__WRITTEN EXERCISE 1__. Rewrite the paragraph of the Cosi anecdote below that begins "She laughed while I looked away" in a shorter form, keeping its main facts.
__WRITTEN EXERCISE 2__.
For each statement, decide whether it agrees with the Cosi anecdote below. Answer yes or no, and quote the words of the Cosi anecdote that settle it.
(a) The Cosi is near the narrator's new office in Chelsea.
(b) The narrator went into the Cosi at about 3pm.
(c) The narrator ordered a steak salad.
__WRITTEN EXERCISE 3__. Reproduce the passage of the Cosi anecdote below that starts at "3. The Cosi" and ends at "ASAP, Warner Bros.!)".

__DOCUMENT EXCERPT__.
3. The Cosi on 6th Avenue. This one is raw, you guys. I was all excited two weeks ago because I found a Cosi near my new office in Chelsea. At about 1pm, I went in, walked up to the counter, flashed a smile and waited for the cashier to finish her conversation with another employee. "Oh, hi, ma'am," she said as she turned to face me. Quickly catching herself, she proceeded to HOWL with laughter as I just stood there like a mute dunce. "Oh, I am so sorry, sir. I just wasn't paying attention. I cannot believe I called you 'ma'am.' Oh my god." She then turned to the friend she had just been talking to and said, "Did you hear I just called him 'ma'am'?" Smooth as ever, I stammered, voice nearly cracking, "You can call me whatever you want, I don't mind!" (Cast me in the new Superman movie ASAP, Warner Bros.!)

She laughed while I looked away, mortified. I ordered a chicken Caesar salad, but she paused before ringing it up. "You're sure you don't want shrimp or... steak instead?" she asked, inexplicably shuddering when she said the word "steak." "Um, no, why?" I asked, "Is the chicken, like, bad or something? Are you warning me?" "Omigod, NO," she said, "I just, you know, wanted you to be sure." I fumbled with my change and said, "Uh, well, you're kind of making me feel less sure, but I think I'll stick with chicken... I guess?"

__EXCERPTED DATA__.

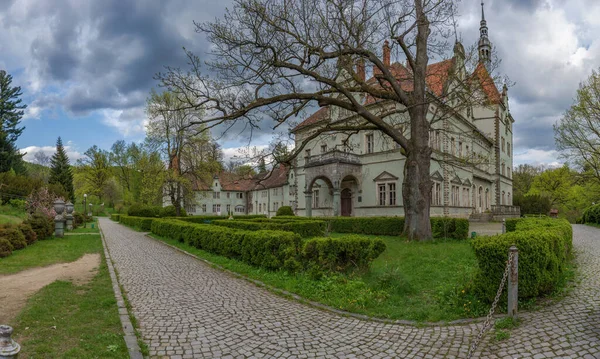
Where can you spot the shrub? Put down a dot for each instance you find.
(267, 249)
(207, 219)
(285, 211)
(28, 233)
(169, 211)
(14, 236)
(18, 203)
(342, 253)
(140, 210)
(303, 228)
(42, 225)
(142, 223)
(447, 227)
(6, 248)
(545, 247)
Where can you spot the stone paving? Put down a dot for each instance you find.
(186, 309)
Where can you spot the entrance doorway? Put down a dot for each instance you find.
(346, 197)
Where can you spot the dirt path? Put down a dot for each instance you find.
(16, 288)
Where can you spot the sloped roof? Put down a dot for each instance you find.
(437, 76)
(487, 84)
(276, 178)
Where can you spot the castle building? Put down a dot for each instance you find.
(361, 173)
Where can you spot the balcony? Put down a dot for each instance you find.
(504, 210)
(335, 156)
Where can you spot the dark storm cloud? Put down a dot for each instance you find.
(110, 50)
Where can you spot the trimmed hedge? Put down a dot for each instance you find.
(442, 227)
(303, 228)
(545, 246)
(341, 254)
(285, 211)
(204, 219)
(274, 249)
(139, 210)
(143, 223)
(267, 249)
(591, 214)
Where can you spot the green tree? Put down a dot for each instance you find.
(577, 133)
(11, 112)
(60, 170)
(96, 170)
(554, 184)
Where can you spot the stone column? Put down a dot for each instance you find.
(9, 349)
(513, 283)
(308, 204)
(336, 202)
(59, 219)
(69, 216)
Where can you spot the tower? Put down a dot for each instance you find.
(485, 46)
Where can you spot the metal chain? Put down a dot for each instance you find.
(488, 319)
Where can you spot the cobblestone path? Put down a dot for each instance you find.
(187, 309)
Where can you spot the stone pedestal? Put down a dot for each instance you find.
(69, 222)
(9, 349)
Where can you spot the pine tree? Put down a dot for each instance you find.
(11, 111)
(60, 170)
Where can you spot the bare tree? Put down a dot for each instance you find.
(276, 59)
(171, 131)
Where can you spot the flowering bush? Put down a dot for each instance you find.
(41, 201)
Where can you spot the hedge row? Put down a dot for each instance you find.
(274, 249)
(304, 228)
(591, 214)
(342, 253)
(204, 219)
(14, 237)
(143, 223)
(267, 249)
(544, 245)
(442, 227)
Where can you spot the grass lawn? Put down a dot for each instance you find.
(67, 321)
(88, 228)
(64, 320)
(50, 251)
(410, 280)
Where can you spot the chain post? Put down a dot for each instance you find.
(513, 283)
(488, 319)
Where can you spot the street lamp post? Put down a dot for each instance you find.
(84, 210)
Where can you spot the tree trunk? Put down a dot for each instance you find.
(416, 189)
(416, 195)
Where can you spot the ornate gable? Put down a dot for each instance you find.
(436, 176)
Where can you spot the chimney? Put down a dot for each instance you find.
(386, 53)
(360, 69)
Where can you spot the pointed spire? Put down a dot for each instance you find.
(485, 46)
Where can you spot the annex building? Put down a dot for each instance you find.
(361, 174)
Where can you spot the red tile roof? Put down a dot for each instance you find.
(234, 183)
(437, 77)
(276, 178)
(487, 84)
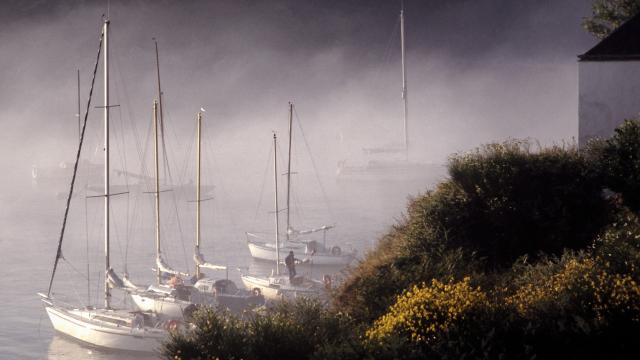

__PROBLEM SOLUTION 1__. After the cashier laughed, the narrator ordered a chicken Caesar salad. Before ringing it up, she asked whether shrimp or steak would be preferable and shuddered at the word "steak." The narrator asked whether the chicken was bad. She denied it and said she only wanted the narrator to be sure. Feeling less certain, the narrator kept the chicken order.

__PROBLEM SOLUTION 2__.
(a) Yes: "I found a Cosi near my new office in Chelsea."
(b) No: "At about 1pm, I went in"
(c) No: "I ordered a chicken Caesar salad"

__PROBLEM SOLUTION 3__.
3. The Cosi on 6th Avenue. This one is raw, you guys. I was all excited two weeks ago because I found a Cosi near my new office in Chelsea. At about 1pm, I went in, walked up to the counter, flashed a smile and waited for the cashier to finish her conversation with another employee. "Oh, hi, ma'am," she said as she turned to face me. Quickly catching herself, she proceeded to HOWL with laughter as I just stood there like a mute dunce. "Oh, I am so sorry, sir. I just wasn't paying attention. I cannot believe I called you 'ma'am.' Oh my god." She then turned to the friend she had just been talking to and said, "Did you hear I just called him 'ma'am'?" Smooth as ever, I stammered, voice nearly cracking, "You can call me whatever you want, I don't mind!" (Cast me in the new Superman movie ASAP, Warner Bros.!)